* **RECORDED INFORMATION**:
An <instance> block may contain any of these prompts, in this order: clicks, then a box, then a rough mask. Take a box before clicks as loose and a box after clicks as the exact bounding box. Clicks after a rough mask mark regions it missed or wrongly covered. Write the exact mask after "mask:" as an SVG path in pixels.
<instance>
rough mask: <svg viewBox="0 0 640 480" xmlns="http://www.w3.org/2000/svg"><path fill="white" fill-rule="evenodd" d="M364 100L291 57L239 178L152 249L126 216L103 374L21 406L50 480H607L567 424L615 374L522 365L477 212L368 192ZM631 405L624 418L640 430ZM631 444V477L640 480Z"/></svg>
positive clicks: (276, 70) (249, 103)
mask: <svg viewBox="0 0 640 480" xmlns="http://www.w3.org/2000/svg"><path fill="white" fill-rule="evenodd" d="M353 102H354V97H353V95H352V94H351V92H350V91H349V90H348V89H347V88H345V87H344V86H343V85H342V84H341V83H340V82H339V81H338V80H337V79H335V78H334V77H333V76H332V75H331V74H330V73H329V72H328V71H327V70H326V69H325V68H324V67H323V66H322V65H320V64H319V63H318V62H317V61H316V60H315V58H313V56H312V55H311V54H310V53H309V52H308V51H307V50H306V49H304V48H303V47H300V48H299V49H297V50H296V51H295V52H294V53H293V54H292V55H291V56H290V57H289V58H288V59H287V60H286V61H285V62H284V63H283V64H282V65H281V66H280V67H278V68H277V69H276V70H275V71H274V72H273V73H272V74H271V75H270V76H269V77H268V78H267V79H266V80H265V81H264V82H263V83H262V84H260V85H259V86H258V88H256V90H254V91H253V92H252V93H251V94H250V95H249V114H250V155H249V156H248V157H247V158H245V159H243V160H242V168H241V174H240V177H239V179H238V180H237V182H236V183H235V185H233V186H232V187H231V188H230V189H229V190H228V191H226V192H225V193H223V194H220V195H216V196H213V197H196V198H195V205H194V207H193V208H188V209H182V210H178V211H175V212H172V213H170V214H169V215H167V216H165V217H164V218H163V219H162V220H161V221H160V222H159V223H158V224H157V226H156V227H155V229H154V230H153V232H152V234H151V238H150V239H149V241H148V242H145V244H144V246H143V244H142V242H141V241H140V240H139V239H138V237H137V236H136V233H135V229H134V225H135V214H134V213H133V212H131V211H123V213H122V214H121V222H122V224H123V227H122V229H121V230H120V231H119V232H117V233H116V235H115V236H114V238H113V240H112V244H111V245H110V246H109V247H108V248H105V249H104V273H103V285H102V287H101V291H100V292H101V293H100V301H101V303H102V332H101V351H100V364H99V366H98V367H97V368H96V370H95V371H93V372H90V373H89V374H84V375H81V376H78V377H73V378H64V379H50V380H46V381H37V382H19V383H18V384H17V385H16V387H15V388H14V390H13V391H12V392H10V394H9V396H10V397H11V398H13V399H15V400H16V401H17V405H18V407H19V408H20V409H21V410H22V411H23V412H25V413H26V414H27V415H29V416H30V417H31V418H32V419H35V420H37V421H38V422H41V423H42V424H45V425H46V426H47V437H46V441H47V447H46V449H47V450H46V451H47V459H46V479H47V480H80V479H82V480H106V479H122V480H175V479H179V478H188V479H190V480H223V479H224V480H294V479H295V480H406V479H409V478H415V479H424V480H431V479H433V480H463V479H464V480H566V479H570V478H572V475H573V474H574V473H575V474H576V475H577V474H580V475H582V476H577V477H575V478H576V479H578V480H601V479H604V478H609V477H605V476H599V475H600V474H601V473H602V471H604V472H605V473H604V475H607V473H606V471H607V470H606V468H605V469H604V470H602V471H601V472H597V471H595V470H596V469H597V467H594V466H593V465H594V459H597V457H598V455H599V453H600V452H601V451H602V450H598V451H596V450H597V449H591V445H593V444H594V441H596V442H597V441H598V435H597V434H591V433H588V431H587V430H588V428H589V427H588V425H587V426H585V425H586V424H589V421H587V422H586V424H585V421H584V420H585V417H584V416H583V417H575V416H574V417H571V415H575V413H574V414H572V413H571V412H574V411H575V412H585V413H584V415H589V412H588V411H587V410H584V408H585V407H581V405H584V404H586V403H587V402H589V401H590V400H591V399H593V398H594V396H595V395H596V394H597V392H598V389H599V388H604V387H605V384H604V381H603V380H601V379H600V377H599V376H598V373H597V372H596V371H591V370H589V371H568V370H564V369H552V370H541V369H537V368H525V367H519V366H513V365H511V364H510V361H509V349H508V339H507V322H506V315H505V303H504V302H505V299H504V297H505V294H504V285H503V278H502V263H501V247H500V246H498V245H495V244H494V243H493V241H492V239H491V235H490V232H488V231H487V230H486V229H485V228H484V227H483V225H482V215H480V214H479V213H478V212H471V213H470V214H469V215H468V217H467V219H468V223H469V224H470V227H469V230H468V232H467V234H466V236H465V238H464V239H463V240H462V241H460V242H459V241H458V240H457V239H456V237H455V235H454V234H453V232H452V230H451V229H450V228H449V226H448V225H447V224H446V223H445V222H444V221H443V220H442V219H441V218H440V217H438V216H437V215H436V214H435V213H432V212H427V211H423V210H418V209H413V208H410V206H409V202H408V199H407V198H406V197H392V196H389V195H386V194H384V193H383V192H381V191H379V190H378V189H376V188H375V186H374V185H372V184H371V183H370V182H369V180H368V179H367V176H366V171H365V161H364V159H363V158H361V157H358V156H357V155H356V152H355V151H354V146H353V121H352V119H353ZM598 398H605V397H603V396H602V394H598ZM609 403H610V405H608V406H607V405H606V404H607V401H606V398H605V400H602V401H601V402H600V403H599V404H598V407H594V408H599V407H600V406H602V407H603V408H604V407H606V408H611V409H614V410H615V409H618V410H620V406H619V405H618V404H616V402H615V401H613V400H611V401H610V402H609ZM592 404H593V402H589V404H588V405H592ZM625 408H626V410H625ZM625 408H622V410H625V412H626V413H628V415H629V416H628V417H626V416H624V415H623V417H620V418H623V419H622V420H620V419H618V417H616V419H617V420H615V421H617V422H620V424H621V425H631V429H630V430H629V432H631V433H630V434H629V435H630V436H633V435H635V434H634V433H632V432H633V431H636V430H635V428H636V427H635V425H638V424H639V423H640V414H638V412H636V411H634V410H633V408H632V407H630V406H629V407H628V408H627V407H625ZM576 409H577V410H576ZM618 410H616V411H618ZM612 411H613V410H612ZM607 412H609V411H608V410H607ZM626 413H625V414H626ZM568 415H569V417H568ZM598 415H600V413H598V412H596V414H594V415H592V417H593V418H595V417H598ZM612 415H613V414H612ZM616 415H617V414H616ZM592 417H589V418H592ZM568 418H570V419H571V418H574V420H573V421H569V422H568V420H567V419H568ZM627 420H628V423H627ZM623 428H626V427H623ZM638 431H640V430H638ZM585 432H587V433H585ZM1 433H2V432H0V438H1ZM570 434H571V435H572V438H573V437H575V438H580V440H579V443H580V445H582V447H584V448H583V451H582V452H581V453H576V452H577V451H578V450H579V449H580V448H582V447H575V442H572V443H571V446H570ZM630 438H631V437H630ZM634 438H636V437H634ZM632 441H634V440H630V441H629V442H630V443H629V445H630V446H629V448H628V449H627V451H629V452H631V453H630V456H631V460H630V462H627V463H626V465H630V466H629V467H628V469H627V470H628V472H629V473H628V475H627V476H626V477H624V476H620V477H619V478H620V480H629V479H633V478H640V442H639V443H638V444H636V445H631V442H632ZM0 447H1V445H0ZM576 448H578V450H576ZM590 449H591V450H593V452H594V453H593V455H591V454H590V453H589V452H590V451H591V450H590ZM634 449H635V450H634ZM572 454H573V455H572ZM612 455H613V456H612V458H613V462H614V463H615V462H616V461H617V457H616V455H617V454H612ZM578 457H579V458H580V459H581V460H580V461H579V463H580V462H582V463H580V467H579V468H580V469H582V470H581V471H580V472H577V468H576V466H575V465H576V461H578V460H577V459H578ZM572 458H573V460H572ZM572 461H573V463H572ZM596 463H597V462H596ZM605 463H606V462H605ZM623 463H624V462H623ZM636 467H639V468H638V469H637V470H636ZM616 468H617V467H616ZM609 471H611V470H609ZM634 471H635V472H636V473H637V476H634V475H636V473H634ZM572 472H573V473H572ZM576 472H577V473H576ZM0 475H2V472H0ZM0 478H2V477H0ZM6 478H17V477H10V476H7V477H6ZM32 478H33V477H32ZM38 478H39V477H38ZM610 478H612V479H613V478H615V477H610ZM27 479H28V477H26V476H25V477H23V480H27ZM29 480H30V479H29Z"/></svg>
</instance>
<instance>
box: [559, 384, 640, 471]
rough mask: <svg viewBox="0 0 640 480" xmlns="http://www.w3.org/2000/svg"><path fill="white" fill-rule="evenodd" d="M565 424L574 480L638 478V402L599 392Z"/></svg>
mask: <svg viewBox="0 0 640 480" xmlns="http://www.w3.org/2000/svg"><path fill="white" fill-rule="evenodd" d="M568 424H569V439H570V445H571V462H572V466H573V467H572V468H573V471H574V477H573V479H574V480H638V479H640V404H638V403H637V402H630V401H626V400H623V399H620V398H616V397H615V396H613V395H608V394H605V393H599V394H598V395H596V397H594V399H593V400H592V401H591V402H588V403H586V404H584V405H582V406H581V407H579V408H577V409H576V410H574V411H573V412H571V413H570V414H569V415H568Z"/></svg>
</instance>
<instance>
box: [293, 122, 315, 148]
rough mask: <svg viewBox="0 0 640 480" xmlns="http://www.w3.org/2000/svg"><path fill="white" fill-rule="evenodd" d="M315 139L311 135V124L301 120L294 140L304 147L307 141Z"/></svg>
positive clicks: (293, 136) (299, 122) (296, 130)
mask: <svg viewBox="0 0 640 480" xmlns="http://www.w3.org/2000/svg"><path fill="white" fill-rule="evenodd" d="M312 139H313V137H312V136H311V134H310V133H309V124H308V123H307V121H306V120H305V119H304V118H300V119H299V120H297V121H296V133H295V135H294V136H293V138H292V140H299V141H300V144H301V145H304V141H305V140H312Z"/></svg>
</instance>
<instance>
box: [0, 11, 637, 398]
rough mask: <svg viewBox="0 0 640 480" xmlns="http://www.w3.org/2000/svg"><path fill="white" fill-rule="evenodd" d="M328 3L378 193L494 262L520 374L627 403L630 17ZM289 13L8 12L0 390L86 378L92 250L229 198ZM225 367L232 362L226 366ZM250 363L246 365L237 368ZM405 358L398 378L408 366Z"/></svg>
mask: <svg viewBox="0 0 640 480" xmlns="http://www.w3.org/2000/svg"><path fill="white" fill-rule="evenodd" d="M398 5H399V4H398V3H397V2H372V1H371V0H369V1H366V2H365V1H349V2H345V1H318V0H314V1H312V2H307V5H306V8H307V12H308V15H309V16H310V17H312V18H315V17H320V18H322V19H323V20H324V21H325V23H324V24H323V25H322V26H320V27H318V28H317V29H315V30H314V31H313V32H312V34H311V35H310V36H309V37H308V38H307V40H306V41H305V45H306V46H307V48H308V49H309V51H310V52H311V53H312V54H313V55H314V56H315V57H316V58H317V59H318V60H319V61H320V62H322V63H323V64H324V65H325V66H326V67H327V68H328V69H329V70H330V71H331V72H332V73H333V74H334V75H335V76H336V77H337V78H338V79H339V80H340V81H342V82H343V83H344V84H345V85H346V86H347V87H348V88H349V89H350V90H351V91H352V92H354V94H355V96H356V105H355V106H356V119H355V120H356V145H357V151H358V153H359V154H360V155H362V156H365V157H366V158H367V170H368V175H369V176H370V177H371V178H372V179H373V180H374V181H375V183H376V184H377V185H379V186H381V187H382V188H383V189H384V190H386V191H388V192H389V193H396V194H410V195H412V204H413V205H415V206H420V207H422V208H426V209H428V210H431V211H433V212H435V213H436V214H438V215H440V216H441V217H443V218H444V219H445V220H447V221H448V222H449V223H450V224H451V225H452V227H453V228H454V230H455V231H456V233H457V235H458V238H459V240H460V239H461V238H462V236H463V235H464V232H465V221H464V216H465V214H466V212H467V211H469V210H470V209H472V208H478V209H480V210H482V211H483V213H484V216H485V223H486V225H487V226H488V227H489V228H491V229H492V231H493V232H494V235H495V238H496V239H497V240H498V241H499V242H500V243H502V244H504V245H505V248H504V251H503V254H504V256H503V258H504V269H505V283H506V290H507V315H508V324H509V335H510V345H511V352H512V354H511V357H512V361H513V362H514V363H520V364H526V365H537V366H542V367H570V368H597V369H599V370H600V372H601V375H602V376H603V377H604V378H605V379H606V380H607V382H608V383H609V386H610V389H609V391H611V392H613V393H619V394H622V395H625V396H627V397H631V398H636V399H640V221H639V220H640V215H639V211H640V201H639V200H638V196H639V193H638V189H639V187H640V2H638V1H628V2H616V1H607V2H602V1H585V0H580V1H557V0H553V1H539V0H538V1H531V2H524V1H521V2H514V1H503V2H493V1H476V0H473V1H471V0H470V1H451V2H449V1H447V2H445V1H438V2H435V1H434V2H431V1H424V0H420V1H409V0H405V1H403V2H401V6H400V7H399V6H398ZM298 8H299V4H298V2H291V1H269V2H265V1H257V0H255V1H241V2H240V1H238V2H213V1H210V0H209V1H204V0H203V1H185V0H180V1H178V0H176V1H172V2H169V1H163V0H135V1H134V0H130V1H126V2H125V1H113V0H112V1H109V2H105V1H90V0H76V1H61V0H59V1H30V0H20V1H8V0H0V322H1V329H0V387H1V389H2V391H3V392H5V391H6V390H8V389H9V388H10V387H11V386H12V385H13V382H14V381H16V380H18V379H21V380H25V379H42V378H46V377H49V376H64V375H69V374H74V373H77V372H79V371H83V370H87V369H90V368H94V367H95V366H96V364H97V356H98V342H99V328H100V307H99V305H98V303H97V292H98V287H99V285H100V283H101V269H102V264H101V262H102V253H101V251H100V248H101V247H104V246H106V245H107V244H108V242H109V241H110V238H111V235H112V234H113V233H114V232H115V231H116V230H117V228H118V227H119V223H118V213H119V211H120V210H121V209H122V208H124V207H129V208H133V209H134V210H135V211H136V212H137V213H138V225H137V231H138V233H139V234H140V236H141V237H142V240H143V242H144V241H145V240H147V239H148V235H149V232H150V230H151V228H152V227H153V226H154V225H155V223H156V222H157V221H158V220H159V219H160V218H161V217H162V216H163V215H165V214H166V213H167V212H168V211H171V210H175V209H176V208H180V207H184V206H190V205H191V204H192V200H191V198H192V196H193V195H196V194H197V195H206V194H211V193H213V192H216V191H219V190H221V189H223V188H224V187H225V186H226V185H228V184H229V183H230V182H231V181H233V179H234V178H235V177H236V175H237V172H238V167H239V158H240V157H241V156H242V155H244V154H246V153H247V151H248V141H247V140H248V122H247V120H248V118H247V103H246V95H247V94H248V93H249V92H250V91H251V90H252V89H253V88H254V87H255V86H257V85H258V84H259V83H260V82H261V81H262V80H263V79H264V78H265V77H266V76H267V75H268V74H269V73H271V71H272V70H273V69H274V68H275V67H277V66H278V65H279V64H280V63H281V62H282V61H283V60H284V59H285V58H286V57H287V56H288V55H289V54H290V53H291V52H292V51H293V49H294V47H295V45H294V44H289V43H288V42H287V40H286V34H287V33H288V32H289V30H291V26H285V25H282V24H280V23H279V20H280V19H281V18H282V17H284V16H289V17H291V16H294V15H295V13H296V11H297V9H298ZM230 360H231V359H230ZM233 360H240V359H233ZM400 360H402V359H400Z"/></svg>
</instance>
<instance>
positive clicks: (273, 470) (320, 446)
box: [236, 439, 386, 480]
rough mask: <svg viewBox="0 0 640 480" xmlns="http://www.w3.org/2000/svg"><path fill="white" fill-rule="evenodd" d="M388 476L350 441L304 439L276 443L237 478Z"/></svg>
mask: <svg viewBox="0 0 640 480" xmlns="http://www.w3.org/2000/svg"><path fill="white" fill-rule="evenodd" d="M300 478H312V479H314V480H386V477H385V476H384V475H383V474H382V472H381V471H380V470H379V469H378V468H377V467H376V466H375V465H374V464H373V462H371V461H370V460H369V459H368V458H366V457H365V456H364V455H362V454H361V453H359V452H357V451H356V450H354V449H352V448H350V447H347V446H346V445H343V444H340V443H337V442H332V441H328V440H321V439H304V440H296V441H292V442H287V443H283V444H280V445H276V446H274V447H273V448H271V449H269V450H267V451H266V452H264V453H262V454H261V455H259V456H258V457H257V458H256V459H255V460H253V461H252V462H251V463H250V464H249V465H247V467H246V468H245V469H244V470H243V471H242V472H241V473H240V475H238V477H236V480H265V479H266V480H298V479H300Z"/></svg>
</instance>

* **WHAT IS NEEDED**: From the line that contains "476L350 441L304 439L276" through the final line of the material, copy every line exactly, including both ends.

* **COMPLETED EXERCISE**:
rough mask: <svg viewBox="0 0 640 480" xmlns="http://www.w3.org/2000/svg"><path fill="white" fill-rule="evenodd" d="M388 476L350 441L304 439L276 443L237 478Z"/></svg>
mask: <svg viewBox="0 0 640 480" xmlns="http://www.w3.org/2000/svg"><path fill="white" fill-rule="evenodd" d="M300 478H312V479H314V480H386V477H385V476H384V475H383V474H382V472H381V471H380V470H379V469H378V468H377V467H376V466H375V465H374V464H373V462H371V461H370V460H369V459H368V458H366V457H365V456H364V455H362V454H361V453H359V452H357V451H356V450H354V449H352V448H350V447H347V446H346V445H343V444H340V443H337V442H332V441H328V440H321V439H304V440H296V441H292V442H287V443H283V444H280V445H276V446H274V447H273V448H271V449H269V450H267V451H266V452H264V453H262V454H261V455H259V456H258V457H257V458H256V459H255V460H253V461H252V462H251V463H250V464H249V465H247V467H246V468H245V469H244V470H243V471H242V472H241V473H240V475H238V477H236V480H265V479H266V480H298V479H300Z"/></svg>
</instance>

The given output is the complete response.